§ PROBLEM TO SOLVE: Can you copy the items word for word, starting at the line that contains "of the tree" and ending at the line that contains "pixel 603 217", with the pictures left out?

§ SOURCE RECORDS:
--- --- ---

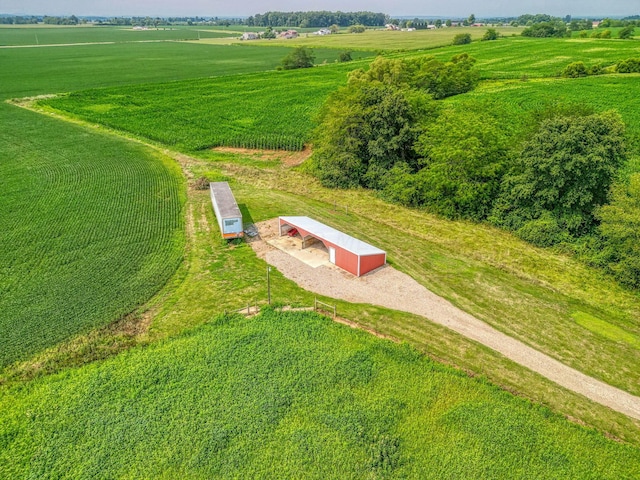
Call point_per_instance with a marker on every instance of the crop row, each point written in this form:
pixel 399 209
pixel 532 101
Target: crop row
pixel 92 228
pixel 269 110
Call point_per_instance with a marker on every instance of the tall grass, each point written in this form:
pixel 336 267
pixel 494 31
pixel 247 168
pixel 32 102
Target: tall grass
pixel 289 395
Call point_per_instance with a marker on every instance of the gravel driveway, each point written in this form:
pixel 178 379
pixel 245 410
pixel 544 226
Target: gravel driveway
pixel 387 287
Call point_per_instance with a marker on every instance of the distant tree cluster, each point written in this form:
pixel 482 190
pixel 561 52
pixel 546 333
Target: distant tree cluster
pixel 549 183
pixel 19 20
pixel 370 131
pixel 300 57
pixel 317 19
pixel 556 29
pixel 72 20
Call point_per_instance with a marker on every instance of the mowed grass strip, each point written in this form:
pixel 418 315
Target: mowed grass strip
pixel 92 227
pixel 382 40
pixel 528 293
pixel 289 395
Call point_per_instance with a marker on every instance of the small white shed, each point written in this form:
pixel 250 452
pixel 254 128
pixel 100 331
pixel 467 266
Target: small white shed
pixel 226 209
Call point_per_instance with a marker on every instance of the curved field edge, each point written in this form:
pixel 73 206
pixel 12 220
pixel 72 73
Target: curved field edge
pixel 289 395
pixel 218 280
pixel 92 228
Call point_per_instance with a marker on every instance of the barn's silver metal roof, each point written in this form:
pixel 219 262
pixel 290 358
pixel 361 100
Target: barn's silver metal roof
pixel 338 238
pixel 224 198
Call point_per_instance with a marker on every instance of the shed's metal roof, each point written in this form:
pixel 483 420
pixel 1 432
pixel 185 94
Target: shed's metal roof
pixel 224 199
pixel 341 239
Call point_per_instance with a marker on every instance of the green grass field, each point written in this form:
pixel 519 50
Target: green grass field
pixel 385 41
pixel 537 314
pixel 49 70
pixel 265 110
pixel 92 228
pixel 289 395
pixel 43 35
pixel 216 401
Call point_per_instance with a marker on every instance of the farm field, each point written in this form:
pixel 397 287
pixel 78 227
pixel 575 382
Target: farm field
pixel 92 228
pixel 263 110
pixel 546 299
pixel 518 57
pixel 291 395
pixel 550 308
pixel 57 35
pixel 386 41
pixel 48 70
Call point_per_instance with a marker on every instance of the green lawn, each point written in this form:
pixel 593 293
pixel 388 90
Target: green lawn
pixel 289 395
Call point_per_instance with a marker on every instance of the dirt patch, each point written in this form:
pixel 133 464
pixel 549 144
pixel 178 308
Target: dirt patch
pixel 389 288
pixel 287 157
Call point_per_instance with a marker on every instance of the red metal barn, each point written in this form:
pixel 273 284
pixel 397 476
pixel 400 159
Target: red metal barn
pixel 353 255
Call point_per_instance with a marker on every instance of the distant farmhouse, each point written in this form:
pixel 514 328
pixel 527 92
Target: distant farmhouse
pixel 289 34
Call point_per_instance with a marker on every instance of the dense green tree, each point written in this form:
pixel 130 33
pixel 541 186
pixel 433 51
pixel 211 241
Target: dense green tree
pixel 440 79
pixel 630 65
pixel 300 57
pixel 575 70
pixel 546 29
pixel 463 157
pixel 371 126
pixel 619 231
pixel 345 57
pixel 562 175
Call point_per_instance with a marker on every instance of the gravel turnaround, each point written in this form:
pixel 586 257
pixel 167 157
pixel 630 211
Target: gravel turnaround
pixel 387 287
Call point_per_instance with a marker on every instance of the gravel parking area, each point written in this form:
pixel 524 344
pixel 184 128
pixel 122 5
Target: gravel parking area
pixel 387 287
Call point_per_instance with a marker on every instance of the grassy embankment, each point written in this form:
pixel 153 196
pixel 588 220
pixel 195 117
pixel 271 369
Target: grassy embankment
pixel 290 396
pixel 547 304
pixel 200 279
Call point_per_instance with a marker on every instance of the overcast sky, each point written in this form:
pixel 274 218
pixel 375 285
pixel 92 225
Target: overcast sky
pixel 448 8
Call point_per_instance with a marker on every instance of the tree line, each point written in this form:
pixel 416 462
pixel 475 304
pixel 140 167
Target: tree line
pixel 317 19
pixel 553 182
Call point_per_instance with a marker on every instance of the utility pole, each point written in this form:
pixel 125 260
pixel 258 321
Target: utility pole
pixel 268 286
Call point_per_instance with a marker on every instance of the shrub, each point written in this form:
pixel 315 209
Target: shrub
pixel 490 34
pixel 344 57
pixel 630 65
pixel 462 39
pixel 626 32
pixel 546 29
pixel 575 70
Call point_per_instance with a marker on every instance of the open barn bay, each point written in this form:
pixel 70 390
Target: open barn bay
pixel 99 224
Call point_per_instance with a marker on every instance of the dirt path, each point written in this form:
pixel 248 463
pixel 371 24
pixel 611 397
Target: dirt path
pixel 387 287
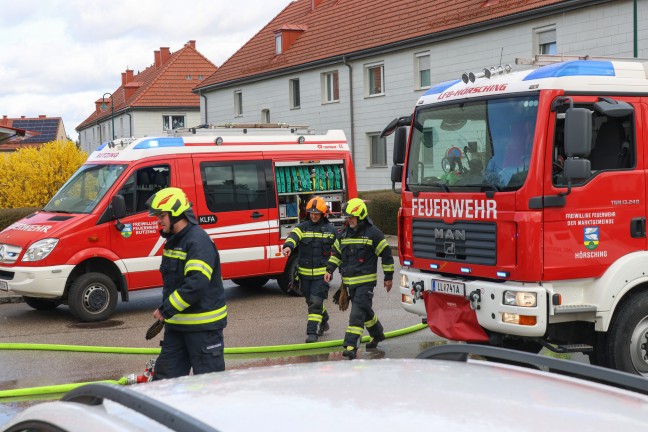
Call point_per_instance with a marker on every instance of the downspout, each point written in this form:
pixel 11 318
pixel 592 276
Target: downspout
pixel 351 124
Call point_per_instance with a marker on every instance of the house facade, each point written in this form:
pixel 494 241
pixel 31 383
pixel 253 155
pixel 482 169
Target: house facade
pixel 150 102
pixel 339 64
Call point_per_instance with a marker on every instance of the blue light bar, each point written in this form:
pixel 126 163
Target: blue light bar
pixel 440 88
pixel 573 68
pixel 160 142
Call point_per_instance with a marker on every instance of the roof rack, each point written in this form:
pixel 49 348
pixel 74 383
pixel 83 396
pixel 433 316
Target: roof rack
pixel 547 59
pixel 242 128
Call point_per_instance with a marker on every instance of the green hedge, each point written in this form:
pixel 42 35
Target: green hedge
pixel 9 216
pixel 383 208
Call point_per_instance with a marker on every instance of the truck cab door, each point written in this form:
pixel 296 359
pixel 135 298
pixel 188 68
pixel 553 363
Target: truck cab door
pixel 138 243
pixel 234 208
pixel 603 217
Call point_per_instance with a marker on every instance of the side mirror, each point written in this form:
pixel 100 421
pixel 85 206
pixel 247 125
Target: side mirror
pixel 400 144
pixel 578 132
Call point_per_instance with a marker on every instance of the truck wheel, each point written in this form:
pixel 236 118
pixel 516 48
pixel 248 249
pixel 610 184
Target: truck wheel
pixel 628 336
pixel 41 304
pixel 254 282
pixel 92 297
pixel 288 280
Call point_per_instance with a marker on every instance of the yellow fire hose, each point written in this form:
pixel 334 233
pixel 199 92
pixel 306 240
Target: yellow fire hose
pixel 62 388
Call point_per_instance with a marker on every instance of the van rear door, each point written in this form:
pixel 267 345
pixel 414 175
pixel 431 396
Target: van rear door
pixel 234 208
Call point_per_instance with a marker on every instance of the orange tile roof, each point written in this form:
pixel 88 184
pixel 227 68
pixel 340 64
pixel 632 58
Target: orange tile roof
pixel 338 27
pixel 164 86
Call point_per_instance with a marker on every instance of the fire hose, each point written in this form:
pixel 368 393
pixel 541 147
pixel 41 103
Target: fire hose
pixel 132 378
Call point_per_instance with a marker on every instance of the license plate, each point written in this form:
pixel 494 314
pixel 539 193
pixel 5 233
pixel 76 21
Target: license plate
pixel 452 288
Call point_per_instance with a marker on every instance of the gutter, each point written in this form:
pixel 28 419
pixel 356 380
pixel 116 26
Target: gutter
pixel 562 7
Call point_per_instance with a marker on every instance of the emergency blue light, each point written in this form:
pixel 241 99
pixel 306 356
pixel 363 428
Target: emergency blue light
pixel 573 68
pixel 440 88
pixel 160 142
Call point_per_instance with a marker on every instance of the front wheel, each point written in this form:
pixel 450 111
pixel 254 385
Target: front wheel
pixel 92 297
pixel 41 304
pixel 288 281
pixel 628 336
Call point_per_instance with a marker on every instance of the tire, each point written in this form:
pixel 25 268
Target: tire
pixel 288 281
pixel 627 340
pixel 92 297
pixel 254 282
pixel 40 303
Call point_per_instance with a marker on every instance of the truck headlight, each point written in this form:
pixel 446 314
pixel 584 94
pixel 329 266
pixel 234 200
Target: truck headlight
pixel 40 250
pixel 520 298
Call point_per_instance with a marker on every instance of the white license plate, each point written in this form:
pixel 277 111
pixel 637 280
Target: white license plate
pixel 452 288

--- --- ---

§ EXERCISE SOLUTION:
Call point_per_instance with a marker on every instance of the tree line, each point written in this form:
pixel 416 462
pixel 475 304
pixel 140 167
Target: tree line
pixel 317 19
pixel 553 182
Call point_per_instance with a marker on every instance of the utility pole, each point written in this form:
pixel 125 260
pixel 258 321
Target: utility pole
pixel 268 286
Call point_per_instance with a marker on every instance of the shrub, each point written in this form:
pixel 315 209
Target: shrub
pixel 490 34
pixel 344 57
pixel 630 65
pixel 462 39
pixel 626 32
pixel 546 29
pixel 575 70
Call point_per_instance with a marker on every instance of the open barn bay, each point written in this form:
pixel 70 390
Target: open barn bay
pixel 99 224
Call point_per_instance with a marker on every instance of the dirt path, each point written in this form:
pixel 248 463
pixel 371 24
pixel 611 397
Target: dirt path
pixel 387 287
Call point_per_instance with a marker on every instance of the downspout, each point written in this form:
pixel 11 318
pixel 592 276
Target: downspout
pixel 351 124
Call point_per_instance with a marker on every instance of the house facade, each point written in this form:
pixel 494 241
pixel 31 383
pixel 253 155
pixel 482 169
Target: house facade
pixel 150 102
pixel 339 64
Call point_per_instance with a marker on every instance of the blue light bar, each point written in this form:
pixel 126 163
Target: blue light bar
pixel 440 88
pixel 573 68
pixel 160 142
Call point_per_instance with a marker on every instance of the roof rack, each point written in this form:
pixel 49 348
pixel 74 383
pixel 83 396
pixel 433 316
Target: roof rack
pixel 547 59
pixel 242 128
Call point_per_instance with a marker on every instance of the green hedge, each point written in this form:
pixel 42 35
Target: green hedge
pixel 9 216
pixel 383 208
Call point_per_instance with a marker on every instance of the truck cab door, each point written in this form:
pixel 296 359
pixel 135 298
pixel 188 68
pixel 553 363
Target: truck cab door
pixel 138 243
pixel 234 208
pixel 603 217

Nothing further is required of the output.